*What to work on:*
Using the data below, output a verbatim copy of the lines between the one holding "Target: overcast sky" and the one holding "Where can the tree", inclusive, without any pictures.
[Start of Attachment]
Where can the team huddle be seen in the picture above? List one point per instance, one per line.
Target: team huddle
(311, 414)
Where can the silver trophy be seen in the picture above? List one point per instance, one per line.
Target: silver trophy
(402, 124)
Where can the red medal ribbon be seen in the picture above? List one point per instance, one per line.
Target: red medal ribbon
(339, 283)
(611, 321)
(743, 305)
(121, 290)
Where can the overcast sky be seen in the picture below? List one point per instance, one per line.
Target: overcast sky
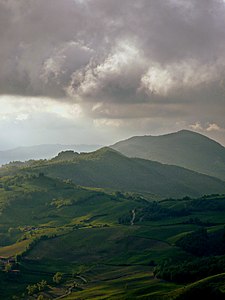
(97, 71)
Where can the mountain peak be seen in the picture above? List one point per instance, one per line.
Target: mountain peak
(184, 148)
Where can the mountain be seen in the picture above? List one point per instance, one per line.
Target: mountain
(107, 168)
(183, 148)
(40, 152)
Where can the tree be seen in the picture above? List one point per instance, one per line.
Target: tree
(57, 278)
(32, 289)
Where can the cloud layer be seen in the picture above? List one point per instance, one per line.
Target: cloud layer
(159, 62)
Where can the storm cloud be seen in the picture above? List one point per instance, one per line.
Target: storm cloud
(161, 62)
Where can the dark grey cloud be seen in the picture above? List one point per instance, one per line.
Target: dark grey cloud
(118, 59)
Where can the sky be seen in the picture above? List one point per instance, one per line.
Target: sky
(98, 71)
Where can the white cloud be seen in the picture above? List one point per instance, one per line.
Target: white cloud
(196, 126)
(213, 127)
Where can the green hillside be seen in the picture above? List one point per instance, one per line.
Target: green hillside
(184, 148)
(107, 168)
(105, 245)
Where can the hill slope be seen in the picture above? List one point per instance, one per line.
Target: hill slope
(108, 168)
(184, 148)
(40, 152)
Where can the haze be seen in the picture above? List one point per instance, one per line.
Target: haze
(97, 71)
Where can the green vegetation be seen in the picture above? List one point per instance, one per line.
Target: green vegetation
(185, 148)
(107, 168)
(60, 239)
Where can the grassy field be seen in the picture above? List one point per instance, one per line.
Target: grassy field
(57, 226)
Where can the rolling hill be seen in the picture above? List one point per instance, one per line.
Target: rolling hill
(107, 168)
(40, 152)
(183, 148)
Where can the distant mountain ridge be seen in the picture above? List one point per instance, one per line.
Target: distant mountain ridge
(107, 168)
(184, 148)
(44, 151)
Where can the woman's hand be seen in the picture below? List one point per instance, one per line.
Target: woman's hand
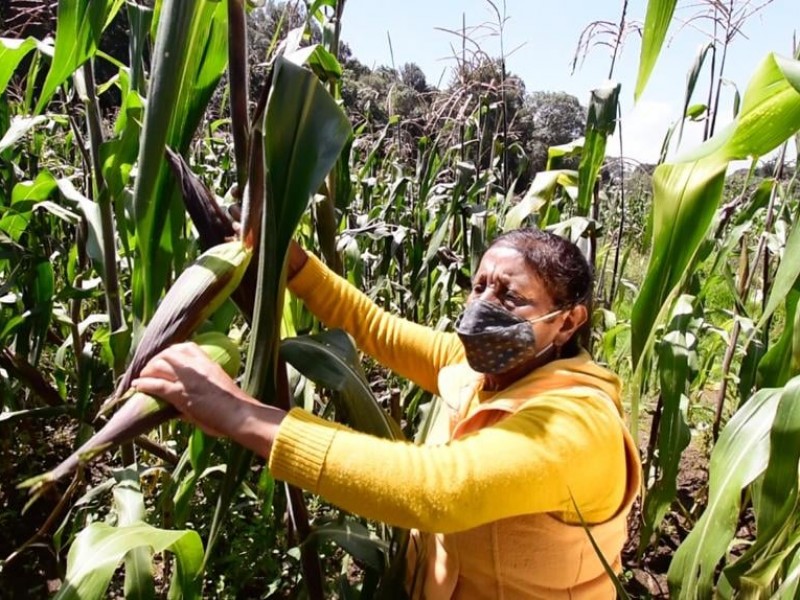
(184, 376)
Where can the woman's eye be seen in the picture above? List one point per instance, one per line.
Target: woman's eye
(513, 300)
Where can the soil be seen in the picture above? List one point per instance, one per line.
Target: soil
(37, 572)
(647, 575)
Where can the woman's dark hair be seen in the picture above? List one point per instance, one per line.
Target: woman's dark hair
(564, 270)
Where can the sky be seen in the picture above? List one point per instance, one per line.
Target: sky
(544, 36)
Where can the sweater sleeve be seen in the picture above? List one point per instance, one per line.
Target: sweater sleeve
[End of Attachment]
*Response to this exercise:*
Target: overcast sky
(97, 71)
Where can the mountain peak be seen in the picture above? List one point per instance, one per line.
Target: mountain peak
(184, 148)
Where can the mountain be seen in the picture above? List one point per instance, one per line.
Target: mountain
(107, 168)
(183, 148)
(40, 152)
Where can the tree be seen in the picture above? List one point per instance, one per line.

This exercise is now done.